Stored records:
++++++

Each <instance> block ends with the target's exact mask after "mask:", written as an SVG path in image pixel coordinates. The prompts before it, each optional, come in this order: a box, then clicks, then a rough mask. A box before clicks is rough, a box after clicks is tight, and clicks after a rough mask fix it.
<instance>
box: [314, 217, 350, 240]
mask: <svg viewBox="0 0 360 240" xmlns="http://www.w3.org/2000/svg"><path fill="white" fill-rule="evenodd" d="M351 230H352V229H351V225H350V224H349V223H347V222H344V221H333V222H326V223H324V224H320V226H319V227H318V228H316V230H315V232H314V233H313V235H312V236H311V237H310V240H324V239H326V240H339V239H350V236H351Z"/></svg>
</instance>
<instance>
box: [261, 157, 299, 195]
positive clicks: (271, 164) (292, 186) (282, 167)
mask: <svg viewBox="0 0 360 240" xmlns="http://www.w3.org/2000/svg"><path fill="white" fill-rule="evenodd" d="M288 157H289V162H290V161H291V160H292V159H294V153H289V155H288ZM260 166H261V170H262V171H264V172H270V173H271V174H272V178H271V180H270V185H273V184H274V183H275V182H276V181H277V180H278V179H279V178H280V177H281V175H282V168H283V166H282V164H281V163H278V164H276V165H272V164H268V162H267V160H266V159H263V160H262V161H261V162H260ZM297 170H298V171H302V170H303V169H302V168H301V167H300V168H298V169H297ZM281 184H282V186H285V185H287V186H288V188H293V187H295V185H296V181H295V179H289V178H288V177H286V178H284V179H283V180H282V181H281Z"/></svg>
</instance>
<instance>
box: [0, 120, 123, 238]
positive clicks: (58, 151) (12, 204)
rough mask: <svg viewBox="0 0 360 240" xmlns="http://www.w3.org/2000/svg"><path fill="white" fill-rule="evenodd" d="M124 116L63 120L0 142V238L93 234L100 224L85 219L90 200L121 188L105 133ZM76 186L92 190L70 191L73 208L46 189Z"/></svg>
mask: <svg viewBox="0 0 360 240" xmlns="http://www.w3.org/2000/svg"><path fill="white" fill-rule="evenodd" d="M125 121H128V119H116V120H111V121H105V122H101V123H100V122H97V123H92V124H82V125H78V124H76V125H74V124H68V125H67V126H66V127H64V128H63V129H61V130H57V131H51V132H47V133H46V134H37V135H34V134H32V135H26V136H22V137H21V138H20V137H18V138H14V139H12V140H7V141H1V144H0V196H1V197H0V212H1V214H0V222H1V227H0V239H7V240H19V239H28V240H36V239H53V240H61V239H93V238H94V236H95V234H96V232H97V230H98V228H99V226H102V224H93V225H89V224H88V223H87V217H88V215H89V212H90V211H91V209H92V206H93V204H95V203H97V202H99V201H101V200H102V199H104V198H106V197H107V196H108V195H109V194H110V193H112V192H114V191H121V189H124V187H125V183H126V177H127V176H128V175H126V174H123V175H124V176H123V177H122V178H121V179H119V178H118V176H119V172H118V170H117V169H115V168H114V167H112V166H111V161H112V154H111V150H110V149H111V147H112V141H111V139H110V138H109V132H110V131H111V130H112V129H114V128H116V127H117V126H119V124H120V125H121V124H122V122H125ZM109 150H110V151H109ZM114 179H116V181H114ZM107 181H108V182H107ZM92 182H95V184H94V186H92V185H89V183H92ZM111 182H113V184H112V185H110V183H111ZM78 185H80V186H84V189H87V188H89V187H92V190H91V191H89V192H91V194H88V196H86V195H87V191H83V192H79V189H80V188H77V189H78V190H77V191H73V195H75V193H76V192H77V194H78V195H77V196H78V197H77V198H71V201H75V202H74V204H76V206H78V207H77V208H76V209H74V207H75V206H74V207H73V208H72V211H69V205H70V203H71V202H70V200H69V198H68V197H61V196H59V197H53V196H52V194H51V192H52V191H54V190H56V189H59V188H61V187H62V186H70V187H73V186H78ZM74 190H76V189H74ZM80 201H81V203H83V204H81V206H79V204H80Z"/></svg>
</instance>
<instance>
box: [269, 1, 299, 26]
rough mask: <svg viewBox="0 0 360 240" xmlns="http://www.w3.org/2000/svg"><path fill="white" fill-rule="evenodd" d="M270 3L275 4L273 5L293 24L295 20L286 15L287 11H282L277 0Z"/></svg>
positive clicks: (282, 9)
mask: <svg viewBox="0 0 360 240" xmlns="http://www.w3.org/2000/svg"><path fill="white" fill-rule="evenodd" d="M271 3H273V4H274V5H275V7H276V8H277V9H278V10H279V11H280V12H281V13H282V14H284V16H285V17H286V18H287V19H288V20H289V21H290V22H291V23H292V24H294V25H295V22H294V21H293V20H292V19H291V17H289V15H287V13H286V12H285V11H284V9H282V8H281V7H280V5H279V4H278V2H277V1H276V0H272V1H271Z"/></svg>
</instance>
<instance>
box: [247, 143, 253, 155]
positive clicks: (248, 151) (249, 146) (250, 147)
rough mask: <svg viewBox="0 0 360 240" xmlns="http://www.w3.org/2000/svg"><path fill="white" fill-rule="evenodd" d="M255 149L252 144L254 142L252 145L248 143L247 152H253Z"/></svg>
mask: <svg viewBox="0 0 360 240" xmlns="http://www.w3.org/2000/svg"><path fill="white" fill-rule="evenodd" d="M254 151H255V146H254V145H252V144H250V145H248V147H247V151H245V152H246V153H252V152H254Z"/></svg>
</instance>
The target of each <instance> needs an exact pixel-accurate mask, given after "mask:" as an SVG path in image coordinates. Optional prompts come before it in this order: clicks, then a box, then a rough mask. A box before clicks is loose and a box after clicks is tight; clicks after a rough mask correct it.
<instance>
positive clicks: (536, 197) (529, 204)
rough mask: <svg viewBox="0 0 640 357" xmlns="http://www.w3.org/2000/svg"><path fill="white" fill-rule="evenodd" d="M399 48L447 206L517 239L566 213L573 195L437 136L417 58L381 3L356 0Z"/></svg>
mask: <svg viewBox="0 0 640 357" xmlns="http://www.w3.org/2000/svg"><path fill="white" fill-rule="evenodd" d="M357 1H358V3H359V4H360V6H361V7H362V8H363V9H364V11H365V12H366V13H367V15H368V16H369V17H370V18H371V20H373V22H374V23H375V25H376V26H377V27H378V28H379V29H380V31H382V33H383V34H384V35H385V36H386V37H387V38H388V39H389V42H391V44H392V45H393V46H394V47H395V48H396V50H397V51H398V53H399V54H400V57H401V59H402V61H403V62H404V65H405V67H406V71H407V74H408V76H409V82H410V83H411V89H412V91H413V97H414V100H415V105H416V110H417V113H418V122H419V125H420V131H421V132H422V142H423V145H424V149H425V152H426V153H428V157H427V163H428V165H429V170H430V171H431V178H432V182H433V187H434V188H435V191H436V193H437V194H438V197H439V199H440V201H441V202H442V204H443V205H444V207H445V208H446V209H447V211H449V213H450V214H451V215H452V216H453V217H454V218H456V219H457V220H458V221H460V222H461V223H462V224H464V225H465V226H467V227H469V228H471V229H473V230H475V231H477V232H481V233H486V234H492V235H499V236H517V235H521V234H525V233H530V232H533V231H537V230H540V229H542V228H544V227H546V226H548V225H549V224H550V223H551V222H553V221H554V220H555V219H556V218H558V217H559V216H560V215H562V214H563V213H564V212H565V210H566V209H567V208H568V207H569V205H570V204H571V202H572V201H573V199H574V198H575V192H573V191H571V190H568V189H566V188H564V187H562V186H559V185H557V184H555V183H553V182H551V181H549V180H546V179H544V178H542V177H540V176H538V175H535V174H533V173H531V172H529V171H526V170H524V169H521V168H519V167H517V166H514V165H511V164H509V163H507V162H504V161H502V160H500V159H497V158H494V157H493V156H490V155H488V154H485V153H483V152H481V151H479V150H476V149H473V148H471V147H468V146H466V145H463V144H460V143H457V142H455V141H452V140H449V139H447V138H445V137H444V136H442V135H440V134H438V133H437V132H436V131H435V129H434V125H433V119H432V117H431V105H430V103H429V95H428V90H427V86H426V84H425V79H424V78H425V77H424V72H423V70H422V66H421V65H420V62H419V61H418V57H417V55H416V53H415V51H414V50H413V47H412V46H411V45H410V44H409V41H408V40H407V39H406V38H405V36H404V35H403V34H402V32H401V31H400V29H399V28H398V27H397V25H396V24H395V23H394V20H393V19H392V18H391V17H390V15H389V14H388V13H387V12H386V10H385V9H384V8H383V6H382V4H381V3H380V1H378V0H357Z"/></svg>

++++++

● **Work item**
Count the lines in the records above that contain the string "positive". Reply with the number alone.

● **Task answer**
5